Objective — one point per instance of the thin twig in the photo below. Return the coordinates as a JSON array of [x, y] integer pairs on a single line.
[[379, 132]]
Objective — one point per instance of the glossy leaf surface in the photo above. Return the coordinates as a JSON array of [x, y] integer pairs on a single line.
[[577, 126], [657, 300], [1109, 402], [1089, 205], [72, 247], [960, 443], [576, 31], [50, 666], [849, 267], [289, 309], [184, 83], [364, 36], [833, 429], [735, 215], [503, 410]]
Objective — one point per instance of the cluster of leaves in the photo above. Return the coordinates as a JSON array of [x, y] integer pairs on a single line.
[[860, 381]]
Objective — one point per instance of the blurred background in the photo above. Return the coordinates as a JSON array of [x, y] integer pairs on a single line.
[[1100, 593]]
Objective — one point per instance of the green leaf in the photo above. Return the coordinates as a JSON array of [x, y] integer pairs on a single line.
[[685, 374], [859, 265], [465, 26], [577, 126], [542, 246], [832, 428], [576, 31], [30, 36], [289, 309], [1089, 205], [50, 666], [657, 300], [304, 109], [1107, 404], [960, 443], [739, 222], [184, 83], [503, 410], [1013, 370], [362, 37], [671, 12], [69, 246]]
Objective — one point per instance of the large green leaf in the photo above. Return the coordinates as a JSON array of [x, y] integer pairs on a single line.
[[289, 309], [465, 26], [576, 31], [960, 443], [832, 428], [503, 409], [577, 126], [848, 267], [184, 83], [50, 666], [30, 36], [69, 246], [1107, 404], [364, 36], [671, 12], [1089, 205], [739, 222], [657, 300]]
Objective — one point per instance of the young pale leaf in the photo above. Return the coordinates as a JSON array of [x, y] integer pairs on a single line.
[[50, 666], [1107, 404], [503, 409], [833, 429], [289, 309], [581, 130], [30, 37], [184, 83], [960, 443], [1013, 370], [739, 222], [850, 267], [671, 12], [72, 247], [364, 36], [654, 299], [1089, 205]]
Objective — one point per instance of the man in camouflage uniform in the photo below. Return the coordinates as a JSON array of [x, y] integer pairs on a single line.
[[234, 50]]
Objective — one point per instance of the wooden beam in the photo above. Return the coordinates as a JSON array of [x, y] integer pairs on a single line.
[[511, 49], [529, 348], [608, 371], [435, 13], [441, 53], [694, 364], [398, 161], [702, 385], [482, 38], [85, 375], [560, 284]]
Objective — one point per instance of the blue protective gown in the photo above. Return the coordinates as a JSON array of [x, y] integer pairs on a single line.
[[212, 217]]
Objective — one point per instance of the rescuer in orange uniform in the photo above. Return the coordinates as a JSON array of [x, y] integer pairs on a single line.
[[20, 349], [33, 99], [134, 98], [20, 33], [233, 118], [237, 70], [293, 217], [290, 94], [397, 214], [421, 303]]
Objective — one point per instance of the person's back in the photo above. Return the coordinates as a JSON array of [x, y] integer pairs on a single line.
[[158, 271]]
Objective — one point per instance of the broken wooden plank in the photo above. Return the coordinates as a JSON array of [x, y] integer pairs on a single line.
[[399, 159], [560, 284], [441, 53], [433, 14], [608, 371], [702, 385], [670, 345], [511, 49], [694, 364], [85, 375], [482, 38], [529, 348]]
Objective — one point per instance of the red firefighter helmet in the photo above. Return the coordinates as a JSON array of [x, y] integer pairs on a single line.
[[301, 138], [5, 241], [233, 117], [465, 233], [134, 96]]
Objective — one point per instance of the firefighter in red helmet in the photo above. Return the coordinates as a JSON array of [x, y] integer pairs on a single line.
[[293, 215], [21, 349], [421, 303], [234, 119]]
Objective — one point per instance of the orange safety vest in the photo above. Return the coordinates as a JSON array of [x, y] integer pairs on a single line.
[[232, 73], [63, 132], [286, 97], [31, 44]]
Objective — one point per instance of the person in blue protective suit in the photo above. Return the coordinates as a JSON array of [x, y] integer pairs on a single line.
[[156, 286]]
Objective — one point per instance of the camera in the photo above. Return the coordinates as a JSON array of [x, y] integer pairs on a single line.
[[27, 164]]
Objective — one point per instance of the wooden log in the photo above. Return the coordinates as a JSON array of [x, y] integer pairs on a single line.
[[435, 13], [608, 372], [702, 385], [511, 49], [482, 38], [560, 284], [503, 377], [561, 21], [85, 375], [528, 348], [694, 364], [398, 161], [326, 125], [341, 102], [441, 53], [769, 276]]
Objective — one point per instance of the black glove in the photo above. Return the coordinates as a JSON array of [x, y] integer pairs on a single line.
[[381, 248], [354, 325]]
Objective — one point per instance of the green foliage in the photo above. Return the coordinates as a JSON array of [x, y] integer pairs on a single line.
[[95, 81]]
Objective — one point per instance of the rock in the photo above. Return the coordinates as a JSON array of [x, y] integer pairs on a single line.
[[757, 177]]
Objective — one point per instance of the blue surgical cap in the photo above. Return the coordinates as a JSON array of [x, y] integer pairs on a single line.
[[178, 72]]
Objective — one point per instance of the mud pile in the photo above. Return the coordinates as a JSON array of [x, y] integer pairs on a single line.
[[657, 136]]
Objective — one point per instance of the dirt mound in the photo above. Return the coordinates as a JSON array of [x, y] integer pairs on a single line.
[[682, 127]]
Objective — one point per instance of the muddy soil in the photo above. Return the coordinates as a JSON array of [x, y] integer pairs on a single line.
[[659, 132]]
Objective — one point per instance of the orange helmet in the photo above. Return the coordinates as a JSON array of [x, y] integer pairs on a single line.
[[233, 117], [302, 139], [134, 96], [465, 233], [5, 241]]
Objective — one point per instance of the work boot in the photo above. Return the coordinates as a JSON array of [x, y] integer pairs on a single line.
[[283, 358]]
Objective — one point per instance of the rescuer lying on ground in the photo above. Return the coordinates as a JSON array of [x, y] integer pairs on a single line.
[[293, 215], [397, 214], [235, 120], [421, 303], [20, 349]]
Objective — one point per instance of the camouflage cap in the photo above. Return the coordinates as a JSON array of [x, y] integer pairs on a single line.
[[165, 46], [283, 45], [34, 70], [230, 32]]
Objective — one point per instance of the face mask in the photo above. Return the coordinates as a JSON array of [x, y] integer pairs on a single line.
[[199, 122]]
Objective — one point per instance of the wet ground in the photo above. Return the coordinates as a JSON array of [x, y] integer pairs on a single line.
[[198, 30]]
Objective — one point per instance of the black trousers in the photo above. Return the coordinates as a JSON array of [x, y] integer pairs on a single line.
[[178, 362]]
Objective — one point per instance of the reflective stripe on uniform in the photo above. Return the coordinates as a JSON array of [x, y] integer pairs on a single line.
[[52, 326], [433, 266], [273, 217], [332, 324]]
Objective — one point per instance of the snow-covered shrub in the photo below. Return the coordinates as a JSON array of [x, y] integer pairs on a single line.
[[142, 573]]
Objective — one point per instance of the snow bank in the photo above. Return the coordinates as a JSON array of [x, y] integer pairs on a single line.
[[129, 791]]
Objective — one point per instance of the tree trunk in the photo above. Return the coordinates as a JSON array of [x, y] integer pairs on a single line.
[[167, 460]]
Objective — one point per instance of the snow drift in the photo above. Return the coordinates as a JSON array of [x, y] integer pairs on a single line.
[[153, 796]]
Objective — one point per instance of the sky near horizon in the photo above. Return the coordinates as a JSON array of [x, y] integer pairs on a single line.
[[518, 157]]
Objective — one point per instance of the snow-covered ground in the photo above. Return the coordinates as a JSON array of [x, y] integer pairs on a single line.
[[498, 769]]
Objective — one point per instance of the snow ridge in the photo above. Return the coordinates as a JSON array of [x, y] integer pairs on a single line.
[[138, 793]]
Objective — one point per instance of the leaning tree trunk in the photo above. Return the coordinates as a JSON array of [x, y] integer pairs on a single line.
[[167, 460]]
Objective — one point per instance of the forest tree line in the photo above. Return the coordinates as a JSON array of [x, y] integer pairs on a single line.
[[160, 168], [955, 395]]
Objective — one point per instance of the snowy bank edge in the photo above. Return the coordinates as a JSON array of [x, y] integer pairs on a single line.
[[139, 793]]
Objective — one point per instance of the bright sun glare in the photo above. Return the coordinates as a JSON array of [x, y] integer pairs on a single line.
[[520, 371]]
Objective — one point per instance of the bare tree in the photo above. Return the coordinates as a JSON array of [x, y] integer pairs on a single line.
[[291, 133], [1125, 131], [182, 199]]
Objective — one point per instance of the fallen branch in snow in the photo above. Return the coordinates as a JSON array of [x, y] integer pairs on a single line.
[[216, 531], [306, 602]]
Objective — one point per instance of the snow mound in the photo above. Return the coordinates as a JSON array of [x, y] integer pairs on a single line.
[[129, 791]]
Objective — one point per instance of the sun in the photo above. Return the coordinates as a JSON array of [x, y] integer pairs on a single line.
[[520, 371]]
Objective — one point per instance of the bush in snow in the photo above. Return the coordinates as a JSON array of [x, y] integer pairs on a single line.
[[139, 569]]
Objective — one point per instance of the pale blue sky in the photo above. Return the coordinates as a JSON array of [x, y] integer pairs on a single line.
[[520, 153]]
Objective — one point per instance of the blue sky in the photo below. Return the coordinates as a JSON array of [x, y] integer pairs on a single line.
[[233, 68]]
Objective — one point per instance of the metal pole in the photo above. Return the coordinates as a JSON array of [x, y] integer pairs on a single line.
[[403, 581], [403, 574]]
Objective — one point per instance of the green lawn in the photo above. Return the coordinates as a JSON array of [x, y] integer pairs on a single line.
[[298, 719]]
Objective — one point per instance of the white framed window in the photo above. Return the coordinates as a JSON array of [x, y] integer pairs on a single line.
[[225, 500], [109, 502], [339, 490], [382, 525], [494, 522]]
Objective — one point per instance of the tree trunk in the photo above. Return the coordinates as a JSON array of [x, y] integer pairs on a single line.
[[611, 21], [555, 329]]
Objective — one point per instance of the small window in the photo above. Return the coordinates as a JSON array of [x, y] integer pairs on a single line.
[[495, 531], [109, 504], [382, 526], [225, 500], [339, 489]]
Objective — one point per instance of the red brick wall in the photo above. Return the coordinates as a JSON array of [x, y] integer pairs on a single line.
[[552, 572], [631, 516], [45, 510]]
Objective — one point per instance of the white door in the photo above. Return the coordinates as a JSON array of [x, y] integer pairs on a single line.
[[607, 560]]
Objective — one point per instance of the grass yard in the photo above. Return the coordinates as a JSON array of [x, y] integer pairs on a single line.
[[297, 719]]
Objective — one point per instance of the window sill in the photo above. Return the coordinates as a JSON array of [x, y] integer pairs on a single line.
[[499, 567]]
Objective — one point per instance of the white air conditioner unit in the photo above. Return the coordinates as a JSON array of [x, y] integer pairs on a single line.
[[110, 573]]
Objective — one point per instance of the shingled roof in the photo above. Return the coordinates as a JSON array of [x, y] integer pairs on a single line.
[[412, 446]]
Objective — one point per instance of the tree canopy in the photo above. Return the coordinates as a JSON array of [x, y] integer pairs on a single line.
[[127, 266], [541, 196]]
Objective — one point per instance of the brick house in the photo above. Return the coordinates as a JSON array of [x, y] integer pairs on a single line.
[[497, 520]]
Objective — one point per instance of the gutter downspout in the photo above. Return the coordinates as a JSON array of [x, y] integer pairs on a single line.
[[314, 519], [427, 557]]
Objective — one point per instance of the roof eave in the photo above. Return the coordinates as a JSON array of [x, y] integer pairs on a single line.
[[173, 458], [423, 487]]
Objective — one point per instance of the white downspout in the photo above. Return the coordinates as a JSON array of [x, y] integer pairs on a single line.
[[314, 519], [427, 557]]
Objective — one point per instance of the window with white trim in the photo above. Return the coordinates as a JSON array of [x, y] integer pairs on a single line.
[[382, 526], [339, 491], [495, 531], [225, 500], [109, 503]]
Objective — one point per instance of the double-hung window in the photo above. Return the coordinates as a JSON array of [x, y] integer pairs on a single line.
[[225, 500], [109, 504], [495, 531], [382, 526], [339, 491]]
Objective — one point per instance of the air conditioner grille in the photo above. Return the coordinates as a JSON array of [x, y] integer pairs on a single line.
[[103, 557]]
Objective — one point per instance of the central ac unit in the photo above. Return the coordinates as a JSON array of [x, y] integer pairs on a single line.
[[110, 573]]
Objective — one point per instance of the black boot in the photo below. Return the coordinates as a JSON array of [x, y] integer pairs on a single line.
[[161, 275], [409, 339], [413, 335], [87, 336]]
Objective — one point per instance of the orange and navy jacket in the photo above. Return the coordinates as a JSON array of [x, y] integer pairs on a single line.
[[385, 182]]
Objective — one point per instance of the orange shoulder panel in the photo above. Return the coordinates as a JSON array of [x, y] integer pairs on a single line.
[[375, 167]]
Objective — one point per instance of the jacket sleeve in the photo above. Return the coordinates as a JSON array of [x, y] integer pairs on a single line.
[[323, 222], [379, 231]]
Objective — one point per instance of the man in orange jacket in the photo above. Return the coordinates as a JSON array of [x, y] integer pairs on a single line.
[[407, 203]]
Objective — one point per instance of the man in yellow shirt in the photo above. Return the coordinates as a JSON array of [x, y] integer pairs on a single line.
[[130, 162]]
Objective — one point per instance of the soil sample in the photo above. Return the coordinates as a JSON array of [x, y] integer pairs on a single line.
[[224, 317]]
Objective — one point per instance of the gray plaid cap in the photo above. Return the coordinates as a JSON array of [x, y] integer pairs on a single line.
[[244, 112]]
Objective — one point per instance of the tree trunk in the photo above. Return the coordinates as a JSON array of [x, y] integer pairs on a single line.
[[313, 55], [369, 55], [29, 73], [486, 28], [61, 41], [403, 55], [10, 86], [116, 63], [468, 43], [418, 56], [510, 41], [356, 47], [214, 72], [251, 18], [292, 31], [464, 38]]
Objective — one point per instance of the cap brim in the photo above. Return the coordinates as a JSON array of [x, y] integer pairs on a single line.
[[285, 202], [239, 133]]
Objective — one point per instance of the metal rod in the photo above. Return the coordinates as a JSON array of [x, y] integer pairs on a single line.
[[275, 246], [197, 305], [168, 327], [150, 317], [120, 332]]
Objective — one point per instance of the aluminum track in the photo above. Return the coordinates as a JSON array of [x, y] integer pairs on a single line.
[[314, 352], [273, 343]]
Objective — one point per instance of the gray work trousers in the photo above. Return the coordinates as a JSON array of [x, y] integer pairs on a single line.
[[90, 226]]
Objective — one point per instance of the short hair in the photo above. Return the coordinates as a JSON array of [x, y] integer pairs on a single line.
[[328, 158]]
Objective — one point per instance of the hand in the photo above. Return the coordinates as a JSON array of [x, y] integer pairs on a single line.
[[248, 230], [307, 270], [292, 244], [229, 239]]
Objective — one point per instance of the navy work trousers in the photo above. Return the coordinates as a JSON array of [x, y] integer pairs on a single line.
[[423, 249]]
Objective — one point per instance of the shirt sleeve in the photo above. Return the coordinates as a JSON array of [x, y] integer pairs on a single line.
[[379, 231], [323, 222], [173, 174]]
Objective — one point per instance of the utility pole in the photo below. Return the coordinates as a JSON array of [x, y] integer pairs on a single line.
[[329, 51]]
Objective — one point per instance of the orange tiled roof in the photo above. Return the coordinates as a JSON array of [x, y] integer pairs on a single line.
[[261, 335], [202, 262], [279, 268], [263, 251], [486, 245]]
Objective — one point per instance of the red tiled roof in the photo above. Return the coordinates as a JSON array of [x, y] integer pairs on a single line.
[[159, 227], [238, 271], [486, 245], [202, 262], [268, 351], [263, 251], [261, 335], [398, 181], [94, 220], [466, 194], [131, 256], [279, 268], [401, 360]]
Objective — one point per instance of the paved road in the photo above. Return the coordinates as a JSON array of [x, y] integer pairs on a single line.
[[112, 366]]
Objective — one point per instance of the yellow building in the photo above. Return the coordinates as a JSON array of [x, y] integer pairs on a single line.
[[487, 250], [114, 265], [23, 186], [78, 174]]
################
**Given task**: Copy the data verbatim, starting at its first line and ending with the line that contains "222], [657, 300]]".

**Finished task**:
Objective — one point per instance of the thin twig in the photo below. Return the coordinates as a JSON array of [x, y] integer pairs on a single line.
[[379, 132]]
Objective — one point per instance of the glossy leaf surface in the photo above. Return the coordinates as a JSON array of [x, y] integer pairs on a single line.
[[577, 126], [657, 300], [1109, 402], [1089, 205], [72, 247], [960, 443], [576, 31], [50, 666], [849, 267], [289, 309], [184, 83], [364, 36], [833, 429], [735, 215], [503, 410]]
Objective — one point per instance of the cluster of leaves in the photo above. Return the coordinates as a JSON array of [x, y] integer pairs on a single line.
[[860, 381]]
Objective — one point per instance of the blurred background in the photo above. Return the coordinates as a JSON array of [x, y] integer pairs on a single line.
[[1100, 593]]
Objective — one point per instance of the green leaf in the photo above. Return the coordinates as a JSON array of [x, y] integer pairs on a single line.
[[685, 374], [859, 265], [465, 26], [577, 126], [542, 246], [832, 428], [576, 31], [30, 36], [289, 309], [1089, 205], [50, 666], [657, 300], [304, 109], [1107, 404], [960, 443], [739, 222], [184, 83], [503, 410], [1013, 370], [362, 37], [671, 12], [69, 246]]
Objective — one point per instance of the large green leaf in the photo above. Return the coordinates as a JSON array of [x, y] integer pairs on a single line.
[[289, 309], [465, 26], [576, 31], [960, 443], [832, 428], [503, 409], [577, 126], [848, 267], [184, 83], [50, 666], [30, 36], [69, 246], [1107, 404], [364, 36], [671, 12], [1089, 205], [739, 222], [657, 300]]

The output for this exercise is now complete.